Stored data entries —
====
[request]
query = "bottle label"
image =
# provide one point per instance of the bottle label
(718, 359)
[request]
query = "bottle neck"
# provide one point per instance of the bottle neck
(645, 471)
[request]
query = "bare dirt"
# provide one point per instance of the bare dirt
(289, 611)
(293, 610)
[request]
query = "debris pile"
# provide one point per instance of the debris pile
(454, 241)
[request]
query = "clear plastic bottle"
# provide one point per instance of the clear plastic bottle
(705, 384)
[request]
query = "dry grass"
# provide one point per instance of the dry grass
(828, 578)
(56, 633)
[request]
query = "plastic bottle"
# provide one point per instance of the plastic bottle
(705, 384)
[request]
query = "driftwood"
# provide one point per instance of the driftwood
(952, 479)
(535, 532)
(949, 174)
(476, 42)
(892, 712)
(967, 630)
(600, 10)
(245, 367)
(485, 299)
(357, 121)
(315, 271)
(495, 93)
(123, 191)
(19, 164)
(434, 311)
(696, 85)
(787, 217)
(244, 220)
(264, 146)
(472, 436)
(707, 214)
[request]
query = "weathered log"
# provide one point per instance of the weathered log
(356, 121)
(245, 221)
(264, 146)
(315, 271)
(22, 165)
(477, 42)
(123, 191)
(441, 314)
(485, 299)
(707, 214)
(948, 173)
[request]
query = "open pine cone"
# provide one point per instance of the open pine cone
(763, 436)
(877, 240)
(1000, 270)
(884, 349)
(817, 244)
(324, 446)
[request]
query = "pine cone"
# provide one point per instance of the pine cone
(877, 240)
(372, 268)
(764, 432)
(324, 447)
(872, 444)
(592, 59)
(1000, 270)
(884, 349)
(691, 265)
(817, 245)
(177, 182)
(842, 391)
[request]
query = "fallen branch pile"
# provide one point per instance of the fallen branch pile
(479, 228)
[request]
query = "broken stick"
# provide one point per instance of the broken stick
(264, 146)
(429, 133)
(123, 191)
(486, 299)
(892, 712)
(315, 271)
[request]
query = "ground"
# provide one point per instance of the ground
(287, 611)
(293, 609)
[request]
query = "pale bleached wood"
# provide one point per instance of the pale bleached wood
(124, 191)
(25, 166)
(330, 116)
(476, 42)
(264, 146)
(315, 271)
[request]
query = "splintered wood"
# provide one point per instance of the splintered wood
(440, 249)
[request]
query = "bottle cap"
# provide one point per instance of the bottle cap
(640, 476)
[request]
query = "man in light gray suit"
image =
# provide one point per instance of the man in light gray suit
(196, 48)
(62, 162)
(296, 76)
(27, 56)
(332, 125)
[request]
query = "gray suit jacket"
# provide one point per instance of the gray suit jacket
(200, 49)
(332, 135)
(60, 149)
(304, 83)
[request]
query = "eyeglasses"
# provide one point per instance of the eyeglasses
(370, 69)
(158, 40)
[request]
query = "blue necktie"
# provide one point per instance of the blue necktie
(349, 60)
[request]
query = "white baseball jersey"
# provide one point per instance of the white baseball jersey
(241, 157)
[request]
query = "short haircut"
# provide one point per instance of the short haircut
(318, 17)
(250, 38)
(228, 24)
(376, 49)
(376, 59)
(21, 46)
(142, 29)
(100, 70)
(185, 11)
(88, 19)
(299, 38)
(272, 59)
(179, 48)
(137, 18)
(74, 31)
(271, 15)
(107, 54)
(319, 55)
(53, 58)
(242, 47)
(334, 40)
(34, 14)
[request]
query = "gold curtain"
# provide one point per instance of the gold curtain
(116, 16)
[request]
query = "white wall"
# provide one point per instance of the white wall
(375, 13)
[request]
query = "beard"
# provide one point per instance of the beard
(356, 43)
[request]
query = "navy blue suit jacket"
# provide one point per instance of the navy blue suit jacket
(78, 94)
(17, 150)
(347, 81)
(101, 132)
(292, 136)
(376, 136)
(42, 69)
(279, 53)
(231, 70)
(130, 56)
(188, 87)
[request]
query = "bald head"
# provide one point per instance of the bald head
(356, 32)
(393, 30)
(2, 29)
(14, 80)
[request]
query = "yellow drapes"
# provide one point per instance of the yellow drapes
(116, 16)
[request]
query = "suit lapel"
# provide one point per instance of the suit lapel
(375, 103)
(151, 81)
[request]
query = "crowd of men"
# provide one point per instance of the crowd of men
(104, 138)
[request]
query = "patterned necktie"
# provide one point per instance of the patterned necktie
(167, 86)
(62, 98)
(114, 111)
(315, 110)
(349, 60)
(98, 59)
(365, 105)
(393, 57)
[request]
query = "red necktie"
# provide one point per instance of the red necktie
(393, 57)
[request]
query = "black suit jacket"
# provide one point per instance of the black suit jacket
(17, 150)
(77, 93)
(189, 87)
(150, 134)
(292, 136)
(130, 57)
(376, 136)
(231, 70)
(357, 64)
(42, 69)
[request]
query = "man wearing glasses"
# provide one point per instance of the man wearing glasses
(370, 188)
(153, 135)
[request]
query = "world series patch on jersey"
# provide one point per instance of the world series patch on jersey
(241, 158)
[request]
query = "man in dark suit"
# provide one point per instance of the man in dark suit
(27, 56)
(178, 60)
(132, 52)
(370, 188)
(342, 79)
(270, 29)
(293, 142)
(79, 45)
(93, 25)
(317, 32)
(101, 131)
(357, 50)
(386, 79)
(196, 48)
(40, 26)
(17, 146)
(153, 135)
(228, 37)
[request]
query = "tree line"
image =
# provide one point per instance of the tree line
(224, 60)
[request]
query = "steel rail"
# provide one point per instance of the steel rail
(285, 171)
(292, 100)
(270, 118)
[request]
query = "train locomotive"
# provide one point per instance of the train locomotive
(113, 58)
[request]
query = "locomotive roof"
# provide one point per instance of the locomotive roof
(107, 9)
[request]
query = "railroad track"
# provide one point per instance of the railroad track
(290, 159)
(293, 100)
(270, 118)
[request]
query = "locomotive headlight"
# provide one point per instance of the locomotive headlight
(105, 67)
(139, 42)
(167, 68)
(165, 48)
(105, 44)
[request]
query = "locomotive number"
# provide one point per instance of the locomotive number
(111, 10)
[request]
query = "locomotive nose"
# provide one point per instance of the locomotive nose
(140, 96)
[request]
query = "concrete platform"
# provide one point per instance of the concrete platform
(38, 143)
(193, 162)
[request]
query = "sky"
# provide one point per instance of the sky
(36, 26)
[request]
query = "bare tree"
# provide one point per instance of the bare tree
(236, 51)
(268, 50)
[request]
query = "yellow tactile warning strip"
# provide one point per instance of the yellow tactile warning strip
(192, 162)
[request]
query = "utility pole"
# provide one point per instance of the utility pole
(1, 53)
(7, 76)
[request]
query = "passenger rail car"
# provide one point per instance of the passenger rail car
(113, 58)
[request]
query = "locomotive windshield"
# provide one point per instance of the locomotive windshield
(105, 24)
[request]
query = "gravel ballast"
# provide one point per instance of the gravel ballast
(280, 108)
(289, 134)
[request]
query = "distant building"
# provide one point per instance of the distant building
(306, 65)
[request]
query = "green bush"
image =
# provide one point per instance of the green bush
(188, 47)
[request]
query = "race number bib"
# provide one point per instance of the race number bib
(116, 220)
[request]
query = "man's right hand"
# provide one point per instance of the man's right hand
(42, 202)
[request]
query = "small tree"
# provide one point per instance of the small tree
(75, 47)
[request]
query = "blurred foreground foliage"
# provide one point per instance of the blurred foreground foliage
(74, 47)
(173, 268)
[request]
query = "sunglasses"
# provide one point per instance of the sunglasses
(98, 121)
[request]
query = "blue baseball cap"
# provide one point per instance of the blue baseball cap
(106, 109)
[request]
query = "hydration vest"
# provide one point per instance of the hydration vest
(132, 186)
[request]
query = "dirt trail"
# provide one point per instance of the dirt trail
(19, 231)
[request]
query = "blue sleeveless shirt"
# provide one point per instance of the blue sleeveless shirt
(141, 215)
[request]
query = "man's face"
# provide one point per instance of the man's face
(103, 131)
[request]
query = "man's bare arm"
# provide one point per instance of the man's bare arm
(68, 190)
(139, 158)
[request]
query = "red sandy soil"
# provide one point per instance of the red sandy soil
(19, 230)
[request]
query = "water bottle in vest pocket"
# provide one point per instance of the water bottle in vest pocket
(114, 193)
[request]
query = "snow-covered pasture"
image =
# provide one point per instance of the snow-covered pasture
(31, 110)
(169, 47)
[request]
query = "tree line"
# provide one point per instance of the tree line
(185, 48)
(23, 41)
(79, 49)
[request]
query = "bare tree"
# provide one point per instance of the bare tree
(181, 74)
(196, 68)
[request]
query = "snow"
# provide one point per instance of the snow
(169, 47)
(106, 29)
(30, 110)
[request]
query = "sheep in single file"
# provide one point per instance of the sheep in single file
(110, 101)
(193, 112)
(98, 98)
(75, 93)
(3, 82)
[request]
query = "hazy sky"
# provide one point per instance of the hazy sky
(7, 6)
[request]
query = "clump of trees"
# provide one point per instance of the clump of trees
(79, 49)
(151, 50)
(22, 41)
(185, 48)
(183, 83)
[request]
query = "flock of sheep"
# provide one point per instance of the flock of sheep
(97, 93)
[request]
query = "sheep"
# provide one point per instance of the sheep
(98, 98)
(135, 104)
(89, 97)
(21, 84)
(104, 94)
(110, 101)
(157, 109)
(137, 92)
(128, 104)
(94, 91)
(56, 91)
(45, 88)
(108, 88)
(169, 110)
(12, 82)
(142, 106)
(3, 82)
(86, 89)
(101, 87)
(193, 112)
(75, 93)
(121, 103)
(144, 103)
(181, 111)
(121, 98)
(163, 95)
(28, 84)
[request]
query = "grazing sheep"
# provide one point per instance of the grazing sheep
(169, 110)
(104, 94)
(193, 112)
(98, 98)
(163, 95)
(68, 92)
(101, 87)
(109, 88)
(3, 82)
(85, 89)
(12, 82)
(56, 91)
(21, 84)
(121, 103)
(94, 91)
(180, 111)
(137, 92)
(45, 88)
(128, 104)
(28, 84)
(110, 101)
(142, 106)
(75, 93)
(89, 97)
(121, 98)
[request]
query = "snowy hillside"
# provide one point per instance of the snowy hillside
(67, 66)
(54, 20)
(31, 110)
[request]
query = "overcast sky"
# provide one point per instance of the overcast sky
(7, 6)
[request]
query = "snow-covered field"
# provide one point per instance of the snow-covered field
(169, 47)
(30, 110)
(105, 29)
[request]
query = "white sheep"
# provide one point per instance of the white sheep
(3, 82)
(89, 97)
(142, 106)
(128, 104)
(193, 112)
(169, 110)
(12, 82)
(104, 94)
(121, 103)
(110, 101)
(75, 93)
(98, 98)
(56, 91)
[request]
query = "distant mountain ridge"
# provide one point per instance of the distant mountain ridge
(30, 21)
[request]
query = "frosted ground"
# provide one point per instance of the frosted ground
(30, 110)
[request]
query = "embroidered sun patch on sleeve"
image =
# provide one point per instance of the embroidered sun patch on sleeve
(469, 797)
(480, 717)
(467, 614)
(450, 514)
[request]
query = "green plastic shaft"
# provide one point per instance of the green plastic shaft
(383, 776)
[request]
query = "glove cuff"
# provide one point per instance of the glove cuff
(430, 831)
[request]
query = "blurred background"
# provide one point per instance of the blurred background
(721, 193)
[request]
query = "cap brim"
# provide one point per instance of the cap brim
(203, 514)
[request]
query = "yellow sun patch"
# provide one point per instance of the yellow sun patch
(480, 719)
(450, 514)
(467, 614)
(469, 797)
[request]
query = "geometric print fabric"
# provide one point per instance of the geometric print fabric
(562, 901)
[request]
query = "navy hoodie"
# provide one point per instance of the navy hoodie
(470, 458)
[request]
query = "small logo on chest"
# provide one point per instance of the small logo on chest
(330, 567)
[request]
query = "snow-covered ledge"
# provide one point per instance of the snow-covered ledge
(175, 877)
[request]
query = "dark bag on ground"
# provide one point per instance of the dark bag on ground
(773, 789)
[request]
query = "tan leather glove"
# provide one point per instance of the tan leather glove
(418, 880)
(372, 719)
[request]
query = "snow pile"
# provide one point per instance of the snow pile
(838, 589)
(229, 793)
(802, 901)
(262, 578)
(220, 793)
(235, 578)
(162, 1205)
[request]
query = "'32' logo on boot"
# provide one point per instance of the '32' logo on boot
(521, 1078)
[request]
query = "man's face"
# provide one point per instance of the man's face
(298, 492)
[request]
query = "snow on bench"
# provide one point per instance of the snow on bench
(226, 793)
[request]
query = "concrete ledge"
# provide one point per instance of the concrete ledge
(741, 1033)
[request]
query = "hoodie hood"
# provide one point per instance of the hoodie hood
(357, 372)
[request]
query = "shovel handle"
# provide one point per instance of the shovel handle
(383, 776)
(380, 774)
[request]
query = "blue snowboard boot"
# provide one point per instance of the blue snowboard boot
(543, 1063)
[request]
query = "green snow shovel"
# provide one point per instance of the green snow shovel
====
The task — Show each line from the rows above that contains the string "green".

Response to this exercise —
query = "green bush"
# provide one point per instance of the green bush
query = "green plastic shaft"
# provide one point per instance of the green plastic shaft
query = "green snow shovel"
# provide one point per instance of the green snow shovel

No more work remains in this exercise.